— EXERCISE DESCRIPTION —
Return all lines from the listing below in which the string "mark" occurs.

— WORKING DATA —
[Start of section]

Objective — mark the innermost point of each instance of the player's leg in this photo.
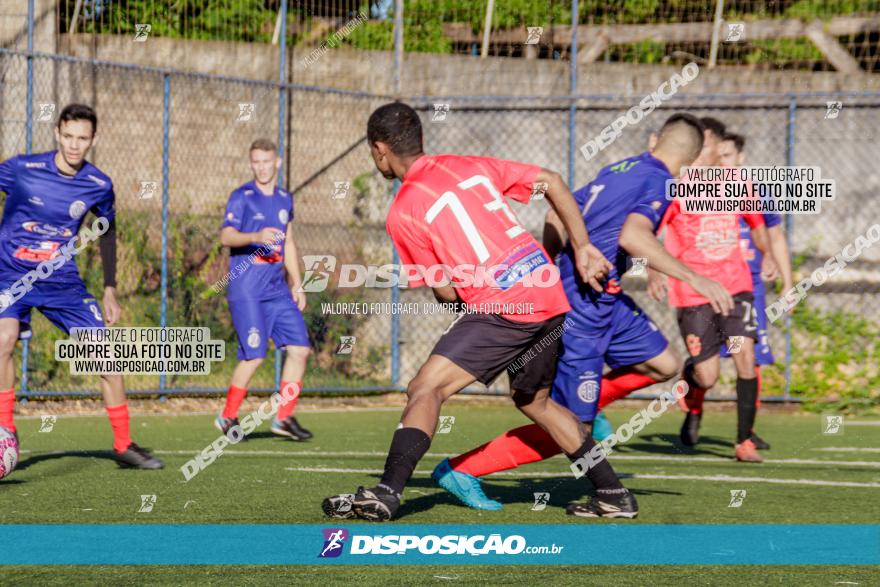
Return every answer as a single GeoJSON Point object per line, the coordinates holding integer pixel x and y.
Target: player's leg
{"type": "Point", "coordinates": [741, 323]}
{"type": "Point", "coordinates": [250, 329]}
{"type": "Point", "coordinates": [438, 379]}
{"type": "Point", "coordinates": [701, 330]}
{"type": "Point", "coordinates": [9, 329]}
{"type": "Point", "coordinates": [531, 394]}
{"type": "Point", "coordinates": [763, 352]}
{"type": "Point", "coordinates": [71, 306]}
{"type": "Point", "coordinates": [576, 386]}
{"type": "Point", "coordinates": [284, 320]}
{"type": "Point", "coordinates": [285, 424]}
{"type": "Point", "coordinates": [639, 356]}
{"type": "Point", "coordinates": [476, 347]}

[End of section]
[Start of section]

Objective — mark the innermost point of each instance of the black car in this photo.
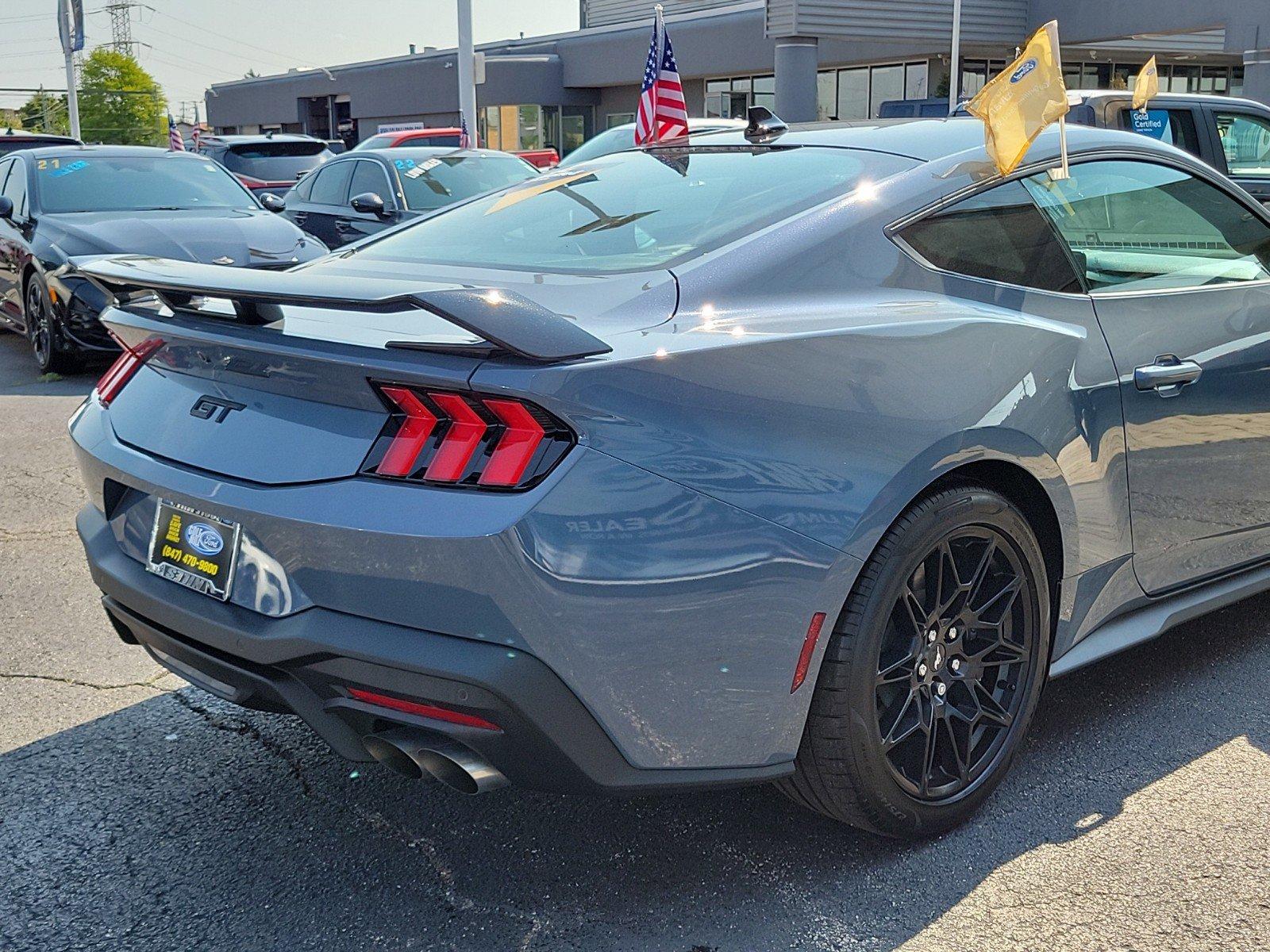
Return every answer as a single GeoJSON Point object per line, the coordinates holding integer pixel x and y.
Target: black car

[End of section]

— EXERCISE OUTPUT —
Objective — mark the innermost point of each instance of the player's leg in this photo.
Objective — mark the innermost point of each instance of the black car in this photo.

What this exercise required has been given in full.